* _Aufgabenstellung_:
1. Wonach ist die Reihenfolge der Gedichte im Band laut dem Textauszug gestaffelt?
2. Gib den Abschnitt des Textauszugs von „Bei der Architektur“ bis „als vorne drauf.“ wortgetreu wieder.

#### Gezeigter Textauszug ####

Autoren wie H.C. Artmann, Robert Gernhardt, Ernst Jandl, Christian Morgenstern, Joachim Ringelnatz, Kurt Schwitters, Kurt Tucholsky, um nur einige wenige Namen zu erwähnen, haben nicht nur längst ihren festen Platz in der Literaturgeschichte, ihre Werke werden geschätzt und gelesen. Aber sie stehen nicht nur für die Haltbarkeit grotesker Literatur. Daß diese Dichter heute so geschätzt werden, deutet auch an, daß die Komik gerade in diesen Zeiten ein funktionierendes Instrument für die Literatur sein kann. Komik, und das sollen die Gedichte dieses Bandes unterstreichen, kann eine populäre Oberfläche schaffen, ohne ins Oberflächliche abzudriften.




Bei der Architektur dieses Bandes wurde der so gängig gewordene Rubrizierungswahn bewusst nicht verfolgt. Die Gedichte sollen so ungeknebelt für sich stehen, wie sie entstanden sind. Über die Bedeutung und Einordnung der Dichter und ihrer Werke soll alleine der Leser entscheiden. Die Ordnung ist demzufolge denkbar einfach nach dem Geburtsjahr der Autoren gestaffelt, beginnend mit Goethe, endend mit dem 1974 geborenen Raphael Urweider. Nebenbei erwähnt, man rufe sich den Untertitel in Erinnerung, überschreitet die Bandbreite dieses Buches die Propaganda doch beträchtlich: Es steht mehr drin, als vorne drauf.

#### Angezeigte Einträge ####

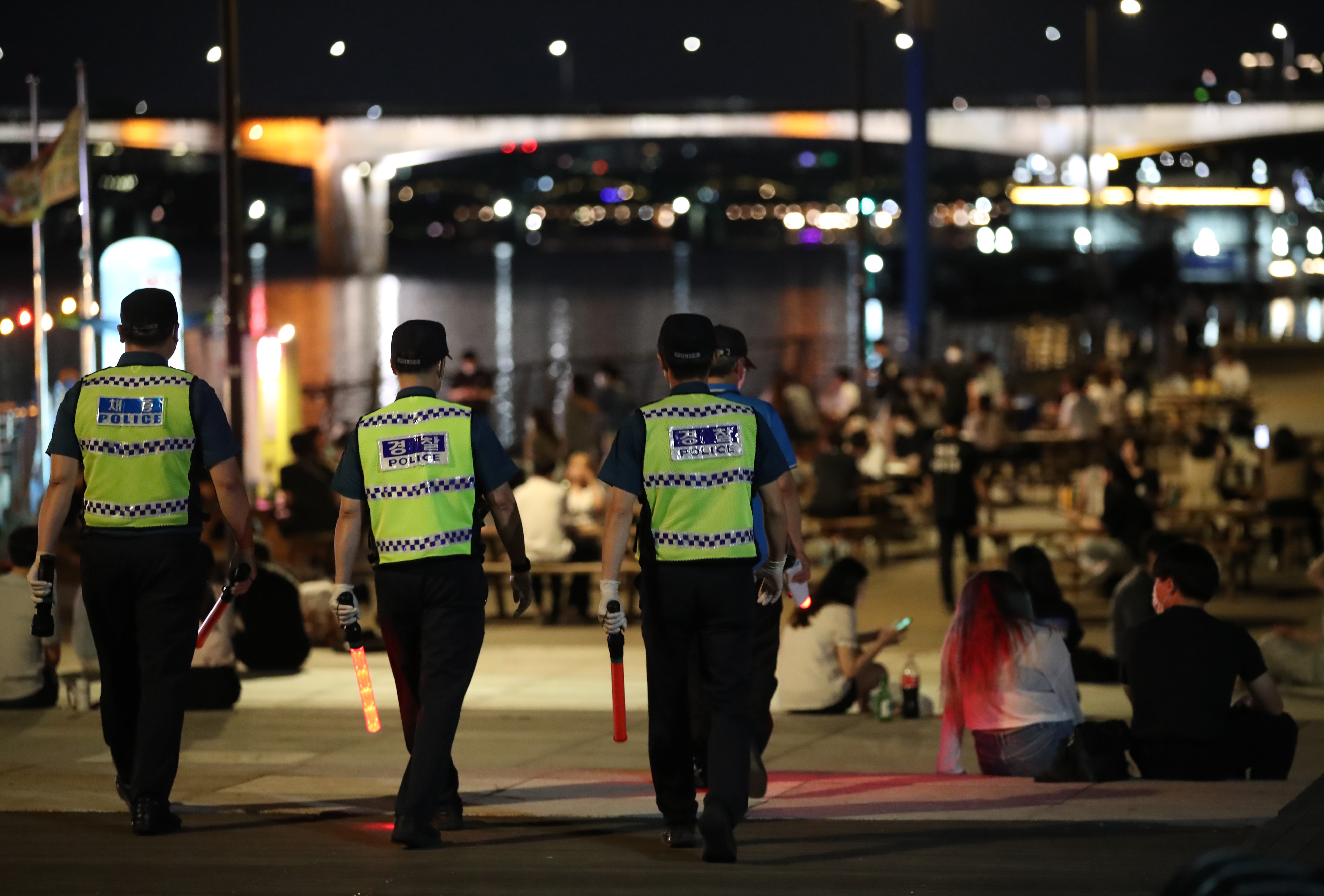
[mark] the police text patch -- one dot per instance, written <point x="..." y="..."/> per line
<point x="130" y="412"/>
<point x="406" y="452"/>
<point x="706" y="441"/>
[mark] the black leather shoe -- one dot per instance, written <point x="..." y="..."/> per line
<point x="681" y="837"/>
<point x="720" y="841"/>
<point x="151" y="817"/>
<point x="451" y="816"/>
<point x="758" y="776"/>
<point x="415" y="836"/>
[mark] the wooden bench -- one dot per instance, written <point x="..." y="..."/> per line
<point x="498" y="580"/>
<point x="853" y="530"/>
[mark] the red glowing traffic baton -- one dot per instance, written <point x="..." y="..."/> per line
<point x="354" y="636"/>
<point x="616" y="649"/>
<point x="237" y="576"/>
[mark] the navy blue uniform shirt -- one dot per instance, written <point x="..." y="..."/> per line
<point x="493" y="469"/>
<point x="624" y="465"/>
<point x="215" y="440"/>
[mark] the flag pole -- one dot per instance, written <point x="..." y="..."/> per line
<point x="39" y="309"/>
<point x="87" y="330"/>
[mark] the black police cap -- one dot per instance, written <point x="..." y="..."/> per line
<point x="418" y="345"/>
<point x="149" y="312"/>
<point x="731" y="343"/>
<point x="688" y="339"/>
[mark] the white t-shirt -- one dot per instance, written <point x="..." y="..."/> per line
<point x="20" y="654"/>
<point x="810" y="674"/>
<point x="542" y="509"/>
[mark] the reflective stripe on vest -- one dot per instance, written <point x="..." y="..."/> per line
<point x="698" y="477"/>
<point x="419" y="477"/>
<point x="136" y="429"/>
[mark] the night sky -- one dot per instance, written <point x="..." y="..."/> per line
<point x="419" y="57"/>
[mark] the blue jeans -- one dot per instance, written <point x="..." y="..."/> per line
<point x="1021" y="752"/>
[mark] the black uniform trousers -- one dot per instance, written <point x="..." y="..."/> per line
<point x="763" y="685"/>
<point x="142" y="599"/>
<point x="710" y="604"/>
<point x="947" y="535"/>
<point x="432" y="619"/>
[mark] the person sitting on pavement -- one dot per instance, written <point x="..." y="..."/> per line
<point x="823" y="668"/>
<point x="27" y="665"/>
<point x="1133" y="599"/>
<point x="269" y="633"/>
<point x="1035" y="570"/>
<point x="1008" y="680"/>
<point x="1180" y="673"/>
<point x="1293" y="654"/>
<point x="542" y="506"/>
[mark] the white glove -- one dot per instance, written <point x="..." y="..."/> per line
<point x="346" y="613"/>
<point x="611" y="623"/>
<point x="41" y="592"/>
<point x="770" y="576"/>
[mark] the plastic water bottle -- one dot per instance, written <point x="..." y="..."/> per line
<point x="910" y="689"/>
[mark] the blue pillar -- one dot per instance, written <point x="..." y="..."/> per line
<point x="915" y="204"/>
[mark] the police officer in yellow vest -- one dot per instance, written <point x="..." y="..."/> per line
<point x="146" y="435"/>
<point x="696" y="461"/>
<point x="430" y="472"/>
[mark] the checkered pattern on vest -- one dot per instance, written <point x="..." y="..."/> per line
<point x="137" y="511"/>
<point x="427" y="543"/>
<point x="138" y="449"/>
<point x="410" y="419"/>
<point x="703" y="539"/>
<point x="420" y="489"/>
<point x="698" y="480"/>
<point x="136" y="382"/>
<point x="697" y="412"/>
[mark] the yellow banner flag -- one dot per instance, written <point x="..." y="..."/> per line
<point x="48" y="179"/>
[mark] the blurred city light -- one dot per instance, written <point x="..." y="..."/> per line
<point x="1049" y="195"/>
<point x="873" y="321"/>
<point x="268" y="358"/>
<point x="1204" y="196"/>
<point x="1207" y="245"/>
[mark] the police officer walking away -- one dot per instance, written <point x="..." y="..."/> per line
<point x="725" y="379"/>
<point x="145" y="435"/>
<point x="694" y="461"/>
<point x="428" y="472"/>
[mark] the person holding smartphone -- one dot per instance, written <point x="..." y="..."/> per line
<point x="825" y="662"/>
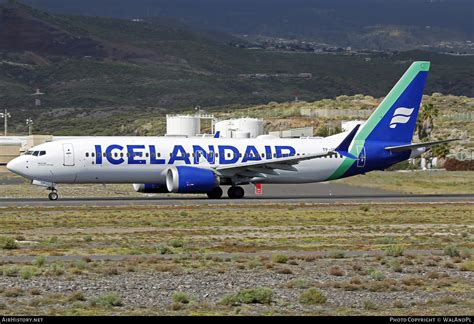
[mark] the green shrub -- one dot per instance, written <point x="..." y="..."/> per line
<point x="377" y="275"/>
<point x="452" y="251"/>
<point x="364" y="208"/>
<point x="312" y="296"/>
<point x="12" y="271"/>
<point x="76" y="296"/>
<point x="279" y="258"/>
<point x="176" y="243"/>
<point x="394" y="250"/>
<point x="88" y="238"/>
<point x="181" y="298"/>
<point x="26" y="273"/>
<point x="164" y="249"/>
<point x="369" y="305"/>
<point x="8" y="243"/>
<point x="39" y="261"/>
<point x="249" y="296"/>
<point x="386" y="240"/>
<point x="337" y="254"/>
<point x="107" y="300"/>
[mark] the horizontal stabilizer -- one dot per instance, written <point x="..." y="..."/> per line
<point x="343" y="148"/>
<point x="412" y="146"/>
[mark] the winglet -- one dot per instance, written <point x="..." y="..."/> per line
<point x="343" y="148"/>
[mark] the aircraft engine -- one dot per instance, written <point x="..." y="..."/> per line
<point x="184" y="179"/>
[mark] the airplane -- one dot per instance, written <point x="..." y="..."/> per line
<point x="203" y="164"/>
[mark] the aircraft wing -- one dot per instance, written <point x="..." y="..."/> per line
<point x="408" y="147"/>
<point x="262" y="168"/>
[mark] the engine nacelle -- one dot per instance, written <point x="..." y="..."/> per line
<point x="150" y="188"/>
<point x="184" y="179"/>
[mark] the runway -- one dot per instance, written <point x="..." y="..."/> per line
<point x="318" y="193"/>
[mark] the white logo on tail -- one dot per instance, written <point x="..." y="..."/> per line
<point x="401" y="116"/>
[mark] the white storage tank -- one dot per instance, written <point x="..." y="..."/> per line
<point x="183" y="125"/>
<point x="237" y="127"/>
<point x="239" y="134"/>
<point x="348" y="125"/>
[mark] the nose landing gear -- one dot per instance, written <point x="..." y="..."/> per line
<point x="236" y="192"/>
<point x="53" y="195"/>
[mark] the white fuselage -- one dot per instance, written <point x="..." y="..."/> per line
<point x="147" y="159"/>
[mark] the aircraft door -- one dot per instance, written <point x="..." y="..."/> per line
<point x="68" y="151"/>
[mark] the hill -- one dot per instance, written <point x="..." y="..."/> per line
<point x="91" y="66"/>
<point x="374" y="24"/>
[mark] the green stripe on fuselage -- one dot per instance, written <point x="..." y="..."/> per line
<point x="380" y="112"/>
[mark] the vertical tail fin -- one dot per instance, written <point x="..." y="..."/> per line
<point x="394" y="120"/>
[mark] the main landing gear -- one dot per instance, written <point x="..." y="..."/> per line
<point x="216" y="193"/>
<point x="53" y="195"/>
<point x="236" y="192"/>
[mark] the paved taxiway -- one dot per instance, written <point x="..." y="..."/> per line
<point x="325" y="193"/>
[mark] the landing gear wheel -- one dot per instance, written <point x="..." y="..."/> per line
<point x="216" y="193"/>
<point x="53" y="195"/>
<point x="236" y="192"/>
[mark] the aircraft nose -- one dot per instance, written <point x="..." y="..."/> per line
<point x="14" y="165"/>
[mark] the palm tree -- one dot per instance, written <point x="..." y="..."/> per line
<point x="424" y="123"/>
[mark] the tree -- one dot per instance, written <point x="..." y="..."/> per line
<point x="424" y="123"/>
<point x="441" y="150"/>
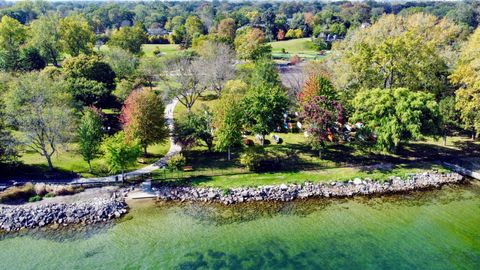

####

* _Vollständige Lösungen_:
1. Nach dem Geburtsjahr der Autoren, beginnend mit Goethe und endend mit dem 1974 geborenen Raphael Urweider.

2.
Bei der Architektur dieses Bandes wurde der so gängig gewordene Rubrizierungswahn bewusst nicht verfolgt. Die Gedichte sollen so ungeknebelt für sich stehen, wie sie entstanden sind. Über die Bedeutung und Einordnung der Dichter und ihrer Werke soll alleine der Leser entscheiden. Die Ordnung ist demzufolge denkbar einfach nach dem Geburtsjahr der Autoren gestaffelt, beginnend mit Goethe, endend mit dem 1974 geborenen Raphael Urweider. Nebenbei erwähnt, man rufe sich den Untertitel in Erinnerung, überschreitet die Bandbreite dieses Buches die Propaganda doch beträchtlich: Es steht mehr drin, als vorne drauf.